Stated exercise
Pictures in the listing should not be copied. Reproduce, word for word, each line from the one holding "query (the noun phrase to segment): tram" through the final line.

Entries shown
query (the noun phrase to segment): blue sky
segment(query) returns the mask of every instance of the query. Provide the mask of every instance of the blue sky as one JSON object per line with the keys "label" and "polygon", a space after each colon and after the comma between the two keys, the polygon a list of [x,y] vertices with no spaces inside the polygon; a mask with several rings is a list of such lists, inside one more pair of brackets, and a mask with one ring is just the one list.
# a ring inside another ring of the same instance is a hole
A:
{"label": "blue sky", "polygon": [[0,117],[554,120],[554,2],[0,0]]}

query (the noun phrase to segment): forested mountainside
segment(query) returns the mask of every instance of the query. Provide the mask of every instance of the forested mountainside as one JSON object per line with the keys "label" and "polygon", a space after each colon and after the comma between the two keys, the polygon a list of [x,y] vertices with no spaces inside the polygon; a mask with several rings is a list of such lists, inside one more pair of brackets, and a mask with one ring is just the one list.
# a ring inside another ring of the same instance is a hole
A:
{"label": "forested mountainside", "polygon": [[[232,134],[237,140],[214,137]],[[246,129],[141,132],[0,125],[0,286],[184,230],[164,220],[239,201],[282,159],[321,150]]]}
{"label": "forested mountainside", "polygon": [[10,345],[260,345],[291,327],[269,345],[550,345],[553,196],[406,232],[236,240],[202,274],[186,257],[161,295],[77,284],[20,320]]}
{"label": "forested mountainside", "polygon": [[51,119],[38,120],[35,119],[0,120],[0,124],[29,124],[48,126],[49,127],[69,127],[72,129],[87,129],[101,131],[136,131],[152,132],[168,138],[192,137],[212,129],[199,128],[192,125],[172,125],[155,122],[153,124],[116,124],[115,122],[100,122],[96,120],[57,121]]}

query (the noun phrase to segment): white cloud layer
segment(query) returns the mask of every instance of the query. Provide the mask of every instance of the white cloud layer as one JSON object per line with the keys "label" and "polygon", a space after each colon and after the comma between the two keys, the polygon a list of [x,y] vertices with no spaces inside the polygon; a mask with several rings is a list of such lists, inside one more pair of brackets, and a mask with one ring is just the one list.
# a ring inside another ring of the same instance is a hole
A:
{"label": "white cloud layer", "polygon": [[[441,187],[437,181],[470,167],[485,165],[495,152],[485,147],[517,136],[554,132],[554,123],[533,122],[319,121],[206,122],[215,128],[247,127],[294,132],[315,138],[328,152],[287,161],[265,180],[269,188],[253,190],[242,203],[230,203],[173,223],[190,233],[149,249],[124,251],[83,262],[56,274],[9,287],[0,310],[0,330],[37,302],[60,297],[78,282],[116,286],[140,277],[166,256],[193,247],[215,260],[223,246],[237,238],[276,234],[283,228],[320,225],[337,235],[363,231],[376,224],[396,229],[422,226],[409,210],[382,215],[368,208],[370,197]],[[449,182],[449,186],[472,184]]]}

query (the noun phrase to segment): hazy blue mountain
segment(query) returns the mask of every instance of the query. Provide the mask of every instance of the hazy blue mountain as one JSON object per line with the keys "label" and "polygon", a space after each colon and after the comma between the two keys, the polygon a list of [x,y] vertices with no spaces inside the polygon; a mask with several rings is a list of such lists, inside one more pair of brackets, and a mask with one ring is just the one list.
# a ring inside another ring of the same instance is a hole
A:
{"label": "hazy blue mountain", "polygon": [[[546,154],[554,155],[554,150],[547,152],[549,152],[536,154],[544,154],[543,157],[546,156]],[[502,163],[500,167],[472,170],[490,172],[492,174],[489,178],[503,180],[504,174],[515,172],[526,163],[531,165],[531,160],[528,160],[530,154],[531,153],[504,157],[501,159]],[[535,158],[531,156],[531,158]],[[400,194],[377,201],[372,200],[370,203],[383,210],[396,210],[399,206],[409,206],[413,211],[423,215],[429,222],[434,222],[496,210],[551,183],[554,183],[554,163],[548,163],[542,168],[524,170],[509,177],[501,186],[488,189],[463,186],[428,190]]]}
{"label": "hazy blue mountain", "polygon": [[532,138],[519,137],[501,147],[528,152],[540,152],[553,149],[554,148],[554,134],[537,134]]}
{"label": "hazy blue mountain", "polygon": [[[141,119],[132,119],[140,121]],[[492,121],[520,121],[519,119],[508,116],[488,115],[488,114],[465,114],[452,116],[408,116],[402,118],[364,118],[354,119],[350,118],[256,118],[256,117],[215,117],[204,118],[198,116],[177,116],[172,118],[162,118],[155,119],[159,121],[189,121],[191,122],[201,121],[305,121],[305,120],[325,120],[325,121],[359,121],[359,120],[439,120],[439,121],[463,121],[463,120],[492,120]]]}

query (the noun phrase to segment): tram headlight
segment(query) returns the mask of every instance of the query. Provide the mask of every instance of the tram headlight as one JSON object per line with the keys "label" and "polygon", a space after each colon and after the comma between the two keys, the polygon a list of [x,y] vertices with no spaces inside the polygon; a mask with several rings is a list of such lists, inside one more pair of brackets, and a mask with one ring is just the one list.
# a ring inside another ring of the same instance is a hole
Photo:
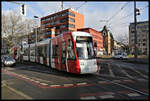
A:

Answer for the task
query (the noun phrase to segment): tram headlight
segment(query) returns the mask of every instance of the query. Provide the mask of every instance of the tram headlight as one JSON object per line with the keys "label" and "polygon", a space after each colon and after the comma between the two keys, the polygon a list of [x,y] vertices with no spaces inside the polygon; a mask with several rings is a list of such lists, inside one more pair of brackets, and a mask with one ring is just the one list.
# a ring inside another ring of the same instance is a hole
Photo:
A:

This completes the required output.